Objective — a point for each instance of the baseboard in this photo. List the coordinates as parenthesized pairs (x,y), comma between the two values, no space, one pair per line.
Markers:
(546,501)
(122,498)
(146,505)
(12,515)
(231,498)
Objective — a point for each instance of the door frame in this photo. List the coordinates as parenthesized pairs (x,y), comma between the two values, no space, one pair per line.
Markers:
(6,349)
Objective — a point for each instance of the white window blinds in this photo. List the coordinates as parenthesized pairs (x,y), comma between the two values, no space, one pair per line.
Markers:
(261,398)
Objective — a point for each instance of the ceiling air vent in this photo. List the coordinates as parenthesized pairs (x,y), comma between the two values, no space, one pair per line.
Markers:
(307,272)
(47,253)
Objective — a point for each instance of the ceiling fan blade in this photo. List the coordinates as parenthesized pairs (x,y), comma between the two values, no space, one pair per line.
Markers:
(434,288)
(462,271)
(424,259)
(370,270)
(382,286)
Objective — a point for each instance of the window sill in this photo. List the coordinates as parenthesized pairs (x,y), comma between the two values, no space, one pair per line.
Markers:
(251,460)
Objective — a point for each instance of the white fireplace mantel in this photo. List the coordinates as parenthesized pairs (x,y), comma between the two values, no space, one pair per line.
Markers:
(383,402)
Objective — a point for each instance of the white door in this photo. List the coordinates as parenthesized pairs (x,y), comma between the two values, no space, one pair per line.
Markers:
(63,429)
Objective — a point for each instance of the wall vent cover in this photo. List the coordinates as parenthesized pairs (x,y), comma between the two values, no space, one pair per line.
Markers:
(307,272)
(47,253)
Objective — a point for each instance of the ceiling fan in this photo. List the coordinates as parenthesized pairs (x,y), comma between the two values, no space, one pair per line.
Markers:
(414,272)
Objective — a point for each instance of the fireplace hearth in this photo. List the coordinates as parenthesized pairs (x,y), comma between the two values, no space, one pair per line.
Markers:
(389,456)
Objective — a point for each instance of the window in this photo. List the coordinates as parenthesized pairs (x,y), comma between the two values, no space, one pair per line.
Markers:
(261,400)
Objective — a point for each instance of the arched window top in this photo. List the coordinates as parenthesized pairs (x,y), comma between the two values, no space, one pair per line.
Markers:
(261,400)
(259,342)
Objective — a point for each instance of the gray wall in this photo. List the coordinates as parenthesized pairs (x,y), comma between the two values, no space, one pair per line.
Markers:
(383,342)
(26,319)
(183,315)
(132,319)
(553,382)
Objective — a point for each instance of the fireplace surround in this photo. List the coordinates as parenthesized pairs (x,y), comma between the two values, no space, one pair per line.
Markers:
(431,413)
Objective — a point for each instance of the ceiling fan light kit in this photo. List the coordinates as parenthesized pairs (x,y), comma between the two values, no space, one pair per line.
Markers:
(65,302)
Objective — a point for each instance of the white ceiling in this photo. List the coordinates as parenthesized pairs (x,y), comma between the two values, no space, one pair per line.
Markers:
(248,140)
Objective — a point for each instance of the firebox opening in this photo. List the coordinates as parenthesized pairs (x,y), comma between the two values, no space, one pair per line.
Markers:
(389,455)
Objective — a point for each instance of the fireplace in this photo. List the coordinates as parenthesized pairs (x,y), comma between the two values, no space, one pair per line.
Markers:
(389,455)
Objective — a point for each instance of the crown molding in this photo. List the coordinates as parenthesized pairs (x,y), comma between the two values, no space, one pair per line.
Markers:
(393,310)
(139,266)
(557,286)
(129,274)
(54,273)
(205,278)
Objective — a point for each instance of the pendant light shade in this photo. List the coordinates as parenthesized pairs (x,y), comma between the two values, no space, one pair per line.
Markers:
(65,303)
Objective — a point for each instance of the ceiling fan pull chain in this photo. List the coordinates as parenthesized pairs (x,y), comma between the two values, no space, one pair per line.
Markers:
::::
Exactly as written above, please repeat the entries.

Objective — a point for each instance of the baseboard in this photo. List the coordinates as parenthesized pairs (x,y), comma between the two values, no space, one pair per line.
Markers:
(546,501)
(122,498)
(146,505)
(12,515)
(231,498)
Objective — a point for each instance of the door frame in this photo. List the coordinates as parenthesized pairs (x,y), comma between the two values, no space, one pair per line.
Markers:
(6,349)
Objective — a point for each instance of the white window blinds in this photo. List the coordinates as parenthesized pairs (x,y), comma between the two values, no space, one pair per line.
Markers:
(261,398)
Objective — a point for each instance of the ceiling air vent in this photo. List the coordinates as parenthesized pairs (x,y), comma between the two values, no space, one pair per line.
Markers:
(307,272)
(47,253)
Objective — a point for each instance of the ceiling fan blade in this photo. List the coordinates as parenthesized pairs (x,y), comma between the two values, no space, one pair per line.
Markers:
(434,288)
(462,271)
(424,259)
(370,270)
(382,286)
Objective — a point for each instance of the window sill in this photo. List the coordinates as parenthesized pairs (x,y), comma between the two values, no space, one pair per line.
Markers:
(251,460)
Objective — a point for each instance of the white fireplace mantel in this photo. List the coordinates as parenthesized pairs (x,y), comma between the two values, no space, one pair per line.
Markers:
(383,402)
Objective — a point for each instance of the white door in this photo. List the coordinates as parenthesized pairs (x,y), comma between the two values, no space, one pair per line.
Markers:
(63,429)
Objective — a point for each instance of the wall vent cover in this photo. List the coordinates as parenthesized pairs (x,y), comma between the two values, no space, one pair per line.
Markers:
(307,272)
(47,253)
Objective — a point for each instance of the ceiling fan in this photo. List the coordinates as parenthesized pairs (x,y), comma between the two values, no space, one pair per line.
Markers:
(414,272)
Objective — a point for each instance of the fireplace hearth in this photo. List the coordinates as parenthesized pairs (x,y), comma between the two values, no space, one pair per line.
Markers:
(389,456)
Objective — a point for each instance of the window in this photo. List the coordinates as parenthesized pairs (x,y), comma between the two values, no space, one pair per line.
Markers:
(261,400)
Objective — a point for each instance of the arched window top in this photo. List the coordinates as parenthesized pairs (x,y), comma between the two values, no space, one pair per line.
Markers:
(261,400)
(259,342)
Objective — a point for each instance of the gray wall in this photo. List the coordinates as parenthesized pairs (x,y), comma between the two values, no space, one pair per line.
Markers:
(383,342)
(26,319)
(183,315)
(132,319)
(553,382)
Objective — a point for each instance of the fireplace surround in this photo. List the coordinates as parenthesized pairs (x,y), comma between the two values, no space, one pair per line.
Markers:
(431,413)
Objective — a point for each instance of the ceiling fan light kit in this photo. List the coordinates as parenthesized pairs (x,y), comma between the two values, no space, one pair per line.
Markers:
(65,302)
Objective — a point for each instance of the white ceiling in this photo. List the coordinates as parenthesized pairs (x,y), comma between the two values, no space, one pair per line.
Markers:
(248,140)
Objective — a point for each instance of the firebox opening in this photo. List the coordinates as parenthesized pairs (x,y), comma between the two values, no space, one pair per line.
Markers:
(389,455)
Objective — a point for each instance of the fireplace in this photo. List the coordinates as parenthesized pairs (x,y), comma between the two values, no space, one pair per line.
Markers:
(389,455)
Objective — a point for each instance of the crown molding in this photo. List the coordinates as parenthesized pairs (x,y), comma between the two values, no space, one pair per line.
Markers:
(393,310)
(139,266)
(557,286)
(129,274)
(54,273)
(205,278)
Objective — a point for each instance of the pendant light shade in this photo. List the coordinates as parenthesized pairs (x,y), comma between the two values, no space, one pair per line.
Markers:
(65,303)
Objective — a point for each instance of the ceiling fan pull chain in this photo. List the coordinates as parenthesized pairs (x,y), comma between the two values, no space, one pair per line.
Markers:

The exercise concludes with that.